The request:
Lay out the entries from the line with "On the screen shown below, where is the dark background?" to the line with "[403,110,470,147]" as a two-column CSV with the columns text and answer, one row per entry. Put each value in a single quoted field with line breaks replaced by spaces, and leave the pictures out.

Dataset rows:

▬▬▬▬▬▬▬▬▬▬

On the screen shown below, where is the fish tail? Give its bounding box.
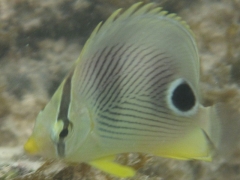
[201,105,221,149]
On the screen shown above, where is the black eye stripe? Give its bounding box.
[57,71,73,157]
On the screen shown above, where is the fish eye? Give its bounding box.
[167,79,197,115]
[59,129,68,138]
[59,121,73,139]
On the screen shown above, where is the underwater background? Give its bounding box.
[0,0,240,180]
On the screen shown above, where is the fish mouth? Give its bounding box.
[24,137,40,155]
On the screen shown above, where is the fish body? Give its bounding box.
[25,3,220,177]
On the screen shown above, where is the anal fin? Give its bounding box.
[88,156,136,178]
[153,128,212,161]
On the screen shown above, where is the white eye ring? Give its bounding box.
[167,79,199,116]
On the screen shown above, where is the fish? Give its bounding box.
[24,2,220,177]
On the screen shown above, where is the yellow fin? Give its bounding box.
[154,128,212,161]
[88,156,135,178]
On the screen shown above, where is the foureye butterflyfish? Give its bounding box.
[24,3,220,177]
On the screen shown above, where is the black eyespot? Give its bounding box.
[59,129,68,138]
[171,82,196,111]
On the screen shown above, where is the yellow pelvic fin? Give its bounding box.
[153,128,212,161]
[24,137,39,154]
[89,156,136,178]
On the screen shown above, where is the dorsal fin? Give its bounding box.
[79,2,194,62]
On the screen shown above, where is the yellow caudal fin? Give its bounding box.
[88,157,136,178]
[153,128,212,161]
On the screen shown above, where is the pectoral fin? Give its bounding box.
[88,156,135,178]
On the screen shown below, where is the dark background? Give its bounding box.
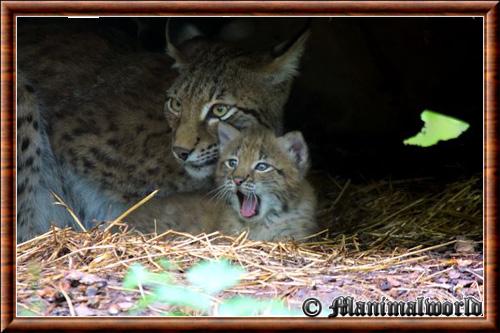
[24,17,483,179]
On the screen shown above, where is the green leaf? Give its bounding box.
[219,296,296,317]
[154,285,212,310]
[187,260,245,294]
[403,110,470,147]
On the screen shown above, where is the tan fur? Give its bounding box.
[17,20,304,240]
[128,129,319,240]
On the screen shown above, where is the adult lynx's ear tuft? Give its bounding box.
[263,25,310,84]
[165,19,203,68]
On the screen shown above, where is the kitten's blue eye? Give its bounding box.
[226,158,238,169]
[255,162,272,172]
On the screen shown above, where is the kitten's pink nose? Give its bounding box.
[233,177,245,186]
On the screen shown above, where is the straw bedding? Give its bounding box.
[17,175,483,316]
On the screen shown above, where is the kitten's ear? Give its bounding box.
[262,24,310,84]
[165,19,203,68]
[217,121,241,151]
[278,131,309,176]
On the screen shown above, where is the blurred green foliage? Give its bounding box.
[403,110,469,147]
[123,260,301,316]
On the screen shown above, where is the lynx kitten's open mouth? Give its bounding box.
[236,191,260,218]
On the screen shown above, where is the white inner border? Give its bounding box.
[14,15,486,320]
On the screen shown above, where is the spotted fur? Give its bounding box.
[128,125,319,240]
[17,20,306,240]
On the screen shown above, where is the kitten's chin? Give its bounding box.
[233,191,263,222]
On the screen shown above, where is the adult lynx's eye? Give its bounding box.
[167,97,181,114]
[254,162,272,172]
[226,158,238,169]
[211,104,231,118]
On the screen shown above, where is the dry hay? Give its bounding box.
[17,177,483,315]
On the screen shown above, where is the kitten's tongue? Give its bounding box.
[240,195,257,217]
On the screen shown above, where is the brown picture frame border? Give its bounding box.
[1,1,499,331]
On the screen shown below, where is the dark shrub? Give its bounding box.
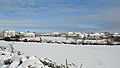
[4,37,11,41]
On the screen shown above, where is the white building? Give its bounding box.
[4,30,16,37]
[51,32,61,36]
[19,32,36,37]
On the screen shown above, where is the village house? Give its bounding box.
[19,32,36,37]
[3,29,16,37]
[51,32,61,37]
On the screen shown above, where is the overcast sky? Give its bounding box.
[0,0,120,33]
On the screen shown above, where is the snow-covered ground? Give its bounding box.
[0,41,120,68]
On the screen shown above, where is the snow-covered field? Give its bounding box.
[0,41,120,68]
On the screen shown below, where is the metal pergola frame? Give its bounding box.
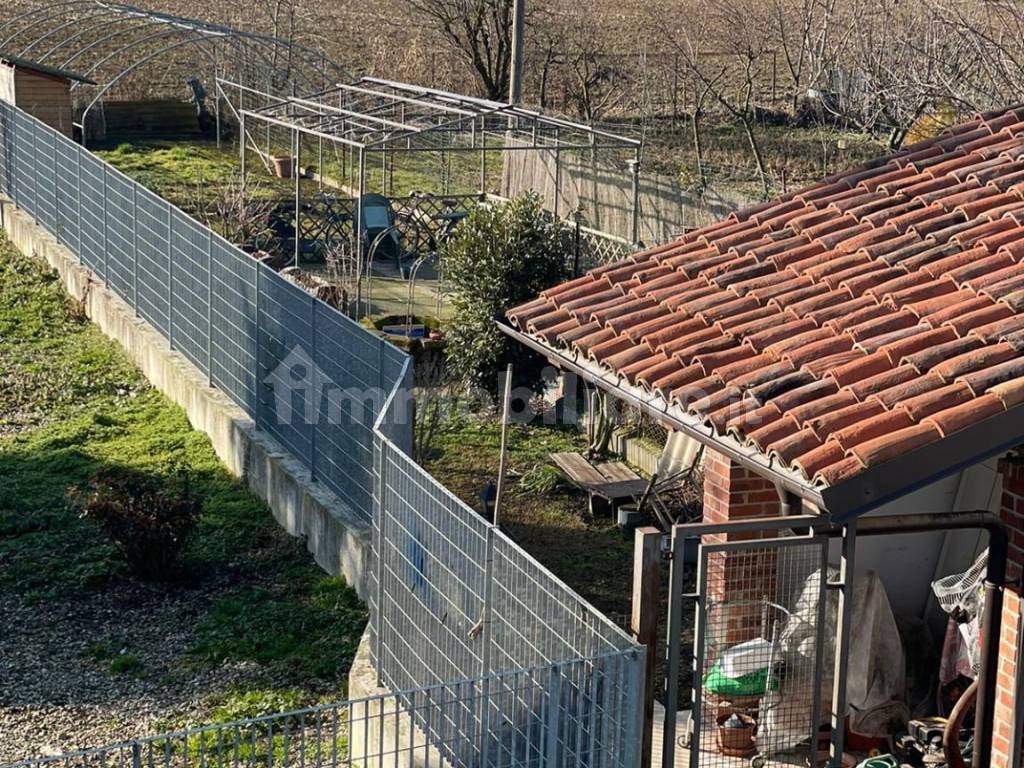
[0,0,348,143]
[231,77,642,317]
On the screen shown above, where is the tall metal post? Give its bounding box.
[480,118,487,198]
[206,229,213,387]
[29,122,37,221]
[213,53,220,150]
[352,146,367,319]
[99,165,111,285]
[553,145,562,218]
[828,520,857,768]
[306,294,321,482]
[53,128,63,243]
[292,129,302,266]
[164,203,174,351]
[239,112,246,198]
[509,0,526,104]
[630,150,640,248]
[131,181,138,317]
[75,144,82,260]
[662,527,686,768]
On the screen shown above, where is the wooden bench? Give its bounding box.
[551,452,647,515]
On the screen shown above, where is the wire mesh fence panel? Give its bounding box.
[490,532,631,670]
[256,265,317,467]
[690,538,828,768]
[375,443,488,688]
[103,168,136,306]
[170,208,210,374]
[135,186,171,339]
[54,135,81,252]
[32,123,60,237]
[210,237,261,413]
[78,153,106,281]
[313,302,390,520]
[13,113,39,221]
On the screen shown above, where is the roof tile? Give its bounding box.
[922,394,1006,437]
[508,109,1024,493]
[850,423,942,468]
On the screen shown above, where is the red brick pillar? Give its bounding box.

▬▬▬▬▬▬▬▬▬▬

In response:
text,answer
"On the screen shown below, where is the dark background? Give its bounding box.","[24,17,483,179]"
"On the screen shown above, where is the green leaf? Give its bounding box.","[219,296,296,317] [154,285,212,310] [187,260,245,294] [403,110,470,147]"